- [What the task asks]:
Note each line in the data holding the string "below" and report it.

....................

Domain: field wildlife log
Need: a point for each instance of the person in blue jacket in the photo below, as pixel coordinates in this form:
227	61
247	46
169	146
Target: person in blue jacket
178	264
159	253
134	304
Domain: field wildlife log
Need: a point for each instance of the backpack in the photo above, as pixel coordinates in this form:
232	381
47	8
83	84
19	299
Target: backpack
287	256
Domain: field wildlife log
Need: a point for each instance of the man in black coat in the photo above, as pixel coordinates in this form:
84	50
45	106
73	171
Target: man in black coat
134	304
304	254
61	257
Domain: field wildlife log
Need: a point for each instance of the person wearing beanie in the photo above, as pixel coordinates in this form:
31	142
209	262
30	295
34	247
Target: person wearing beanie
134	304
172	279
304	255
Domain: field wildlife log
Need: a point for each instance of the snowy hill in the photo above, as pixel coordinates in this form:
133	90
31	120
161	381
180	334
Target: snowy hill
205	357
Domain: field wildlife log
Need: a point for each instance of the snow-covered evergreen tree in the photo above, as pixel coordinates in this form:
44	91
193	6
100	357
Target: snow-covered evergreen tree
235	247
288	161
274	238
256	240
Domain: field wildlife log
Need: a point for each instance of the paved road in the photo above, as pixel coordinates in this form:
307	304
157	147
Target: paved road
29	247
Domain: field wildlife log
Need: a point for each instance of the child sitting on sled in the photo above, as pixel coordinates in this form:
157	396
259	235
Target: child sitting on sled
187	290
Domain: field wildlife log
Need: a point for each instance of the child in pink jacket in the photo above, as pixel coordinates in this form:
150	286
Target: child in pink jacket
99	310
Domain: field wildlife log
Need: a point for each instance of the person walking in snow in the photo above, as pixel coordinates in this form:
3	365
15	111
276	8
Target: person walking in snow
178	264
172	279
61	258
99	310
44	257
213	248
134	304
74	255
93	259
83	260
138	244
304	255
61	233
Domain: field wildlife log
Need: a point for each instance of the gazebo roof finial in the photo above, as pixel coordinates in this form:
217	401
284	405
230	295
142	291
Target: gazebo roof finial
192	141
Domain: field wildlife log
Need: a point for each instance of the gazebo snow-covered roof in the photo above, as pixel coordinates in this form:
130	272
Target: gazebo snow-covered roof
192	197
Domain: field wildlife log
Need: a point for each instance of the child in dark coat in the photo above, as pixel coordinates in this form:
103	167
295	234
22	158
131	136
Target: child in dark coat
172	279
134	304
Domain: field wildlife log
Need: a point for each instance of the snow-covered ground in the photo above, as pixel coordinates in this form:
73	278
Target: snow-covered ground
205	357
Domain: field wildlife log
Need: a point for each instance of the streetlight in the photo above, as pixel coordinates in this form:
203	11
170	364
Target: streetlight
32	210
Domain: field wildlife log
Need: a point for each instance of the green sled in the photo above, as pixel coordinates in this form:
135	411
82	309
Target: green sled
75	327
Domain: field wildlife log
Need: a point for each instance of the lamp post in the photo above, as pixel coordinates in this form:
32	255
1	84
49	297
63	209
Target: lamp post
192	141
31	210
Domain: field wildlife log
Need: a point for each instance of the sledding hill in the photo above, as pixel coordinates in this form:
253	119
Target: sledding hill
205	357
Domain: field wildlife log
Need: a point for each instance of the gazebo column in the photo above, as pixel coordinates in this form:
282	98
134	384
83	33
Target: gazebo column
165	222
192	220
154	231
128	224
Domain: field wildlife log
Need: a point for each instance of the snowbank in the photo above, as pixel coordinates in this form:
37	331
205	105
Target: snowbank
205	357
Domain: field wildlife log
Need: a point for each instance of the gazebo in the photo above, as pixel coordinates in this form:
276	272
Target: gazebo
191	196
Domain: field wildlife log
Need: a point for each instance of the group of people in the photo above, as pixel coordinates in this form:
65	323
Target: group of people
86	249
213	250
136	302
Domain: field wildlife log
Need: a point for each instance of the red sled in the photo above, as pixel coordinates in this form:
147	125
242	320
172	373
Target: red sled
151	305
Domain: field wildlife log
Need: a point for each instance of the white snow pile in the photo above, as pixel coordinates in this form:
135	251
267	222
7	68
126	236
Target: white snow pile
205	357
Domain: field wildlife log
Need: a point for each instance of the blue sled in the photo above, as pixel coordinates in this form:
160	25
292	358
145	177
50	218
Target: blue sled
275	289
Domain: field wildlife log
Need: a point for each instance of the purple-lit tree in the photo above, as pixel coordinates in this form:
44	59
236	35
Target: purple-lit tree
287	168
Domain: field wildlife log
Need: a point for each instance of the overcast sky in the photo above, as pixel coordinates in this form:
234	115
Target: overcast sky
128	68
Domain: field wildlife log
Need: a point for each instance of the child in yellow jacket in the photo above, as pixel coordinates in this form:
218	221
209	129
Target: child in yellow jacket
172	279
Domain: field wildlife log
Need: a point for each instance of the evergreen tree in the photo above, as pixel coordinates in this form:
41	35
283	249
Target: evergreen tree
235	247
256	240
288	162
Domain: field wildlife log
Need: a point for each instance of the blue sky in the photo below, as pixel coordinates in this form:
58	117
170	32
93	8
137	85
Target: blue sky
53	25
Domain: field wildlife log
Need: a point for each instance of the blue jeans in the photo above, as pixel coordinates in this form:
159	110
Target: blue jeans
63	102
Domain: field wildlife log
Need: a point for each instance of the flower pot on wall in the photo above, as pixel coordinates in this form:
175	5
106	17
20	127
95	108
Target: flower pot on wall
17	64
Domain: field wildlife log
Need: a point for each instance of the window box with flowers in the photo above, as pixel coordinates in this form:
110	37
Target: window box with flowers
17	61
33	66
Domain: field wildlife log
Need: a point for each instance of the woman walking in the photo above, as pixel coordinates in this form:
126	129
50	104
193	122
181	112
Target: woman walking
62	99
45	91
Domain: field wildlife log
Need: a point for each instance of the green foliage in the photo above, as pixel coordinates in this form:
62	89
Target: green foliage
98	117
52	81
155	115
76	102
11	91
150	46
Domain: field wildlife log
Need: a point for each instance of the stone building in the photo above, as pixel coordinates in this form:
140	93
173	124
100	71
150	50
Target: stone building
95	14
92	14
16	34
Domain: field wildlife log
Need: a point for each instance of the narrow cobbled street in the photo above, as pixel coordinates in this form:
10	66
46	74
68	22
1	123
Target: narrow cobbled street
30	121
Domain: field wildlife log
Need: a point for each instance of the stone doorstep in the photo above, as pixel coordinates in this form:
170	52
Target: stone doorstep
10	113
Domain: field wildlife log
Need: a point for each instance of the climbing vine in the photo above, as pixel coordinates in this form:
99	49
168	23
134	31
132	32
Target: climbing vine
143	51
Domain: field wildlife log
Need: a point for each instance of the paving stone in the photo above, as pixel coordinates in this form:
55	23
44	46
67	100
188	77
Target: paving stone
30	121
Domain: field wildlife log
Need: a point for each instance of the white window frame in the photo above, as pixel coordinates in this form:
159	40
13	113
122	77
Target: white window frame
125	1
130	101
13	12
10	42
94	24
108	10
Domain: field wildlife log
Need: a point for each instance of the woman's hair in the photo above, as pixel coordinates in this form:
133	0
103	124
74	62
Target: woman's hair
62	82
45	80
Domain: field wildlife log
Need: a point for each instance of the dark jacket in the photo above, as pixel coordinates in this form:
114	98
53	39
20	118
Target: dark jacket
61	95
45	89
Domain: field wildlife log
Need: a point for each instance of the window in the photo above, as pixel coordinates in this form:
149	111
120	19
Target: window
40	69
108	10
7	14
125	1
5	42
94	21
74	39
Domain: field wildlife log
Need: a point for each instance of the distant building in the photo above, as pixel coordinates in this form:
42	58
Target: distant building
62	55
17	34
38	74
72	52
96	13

....................

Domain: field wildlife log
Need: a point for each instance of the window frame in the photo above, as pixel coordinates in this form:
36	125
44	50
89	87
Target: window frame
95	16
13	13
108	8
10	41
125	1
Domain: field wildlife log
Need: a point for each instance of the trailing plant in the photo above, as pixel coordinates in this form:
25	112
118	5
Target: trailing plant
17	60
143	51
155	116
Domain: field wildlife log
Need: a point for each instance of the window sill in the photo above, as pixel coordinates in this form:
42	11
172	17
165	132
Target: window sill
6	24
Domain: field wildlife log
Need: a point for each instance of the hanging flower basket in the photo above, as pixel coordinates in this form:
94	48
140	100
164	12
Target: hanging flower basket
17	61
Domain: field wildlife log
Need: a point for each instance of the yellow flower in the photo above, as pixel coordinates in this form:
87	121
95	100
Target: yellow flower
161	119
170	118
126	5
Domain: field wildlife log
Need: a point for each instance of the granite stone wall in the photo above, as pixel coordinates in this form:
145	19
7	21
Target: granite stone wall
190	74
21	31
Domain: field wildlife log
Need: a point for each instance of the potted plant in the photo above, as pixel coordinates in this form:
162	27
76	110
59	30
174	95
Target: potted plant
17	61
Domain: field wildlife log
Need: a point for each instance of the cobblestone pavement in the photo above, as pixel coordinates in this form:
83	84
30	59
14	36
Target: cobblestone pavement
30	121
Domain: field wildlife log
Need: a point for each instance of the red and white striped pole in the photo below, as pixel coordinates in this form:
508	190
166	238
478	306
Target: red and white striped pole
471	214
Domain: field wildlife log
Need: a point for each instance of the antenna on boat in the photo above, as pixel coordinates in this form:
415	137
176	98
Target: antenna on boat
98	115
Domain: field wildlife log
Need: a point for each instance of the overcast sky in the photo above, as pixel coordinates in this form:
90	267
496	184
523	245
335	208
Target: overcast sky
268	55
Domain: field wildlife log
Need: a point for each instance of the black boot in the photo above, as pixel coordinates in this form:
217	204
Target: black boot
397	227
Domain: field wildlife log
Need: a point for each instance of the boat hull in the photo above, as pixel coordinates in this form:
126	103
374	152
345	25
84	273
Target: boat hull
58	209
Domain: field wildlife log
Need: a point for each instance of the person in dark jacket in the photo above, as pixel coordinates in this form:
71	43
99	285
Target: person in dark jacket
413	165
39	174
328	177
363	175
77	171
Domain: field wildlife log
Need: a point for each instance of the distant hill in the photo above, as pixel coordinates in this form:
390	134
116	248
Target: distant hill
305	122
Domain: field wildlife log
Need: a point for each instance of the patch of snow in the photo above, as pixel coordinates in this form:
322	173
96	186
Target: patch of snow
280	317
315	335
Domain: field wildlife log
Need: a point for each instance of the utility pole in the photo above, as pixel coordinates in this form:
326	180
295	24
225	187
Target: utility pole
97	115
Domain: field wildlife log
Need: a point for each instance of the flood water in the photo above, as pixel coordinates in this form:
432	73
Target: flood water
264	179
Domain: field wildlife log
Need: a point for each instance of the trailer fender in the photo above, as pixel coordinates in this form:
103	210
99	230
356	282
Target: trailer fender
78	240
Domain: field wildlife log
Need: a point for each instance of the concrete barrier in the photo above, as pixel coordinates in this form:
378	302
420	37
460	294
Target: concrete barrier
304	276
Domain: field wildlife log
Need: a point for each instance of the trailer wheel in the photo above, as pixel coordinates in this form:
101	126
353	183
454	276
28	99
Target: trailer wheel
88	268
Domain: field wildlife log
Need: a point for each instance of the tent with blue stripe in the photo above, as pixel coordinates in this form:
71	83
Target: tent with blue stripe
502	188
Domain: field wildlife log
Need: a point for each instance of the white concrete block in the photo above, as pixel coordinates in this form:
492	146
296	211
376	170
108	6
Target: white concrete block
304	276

....................

- [Your solution]:
Need: a point for each instance of the person in blue jacket in the photo below, as pixel coordinates in this form:
Need: a point for each instance of the blue sky in the photo below, as pixel coordinates in this form:
Need: a point for each instance of the red and white striped pole in the photo below, as pixel coordinates in this form:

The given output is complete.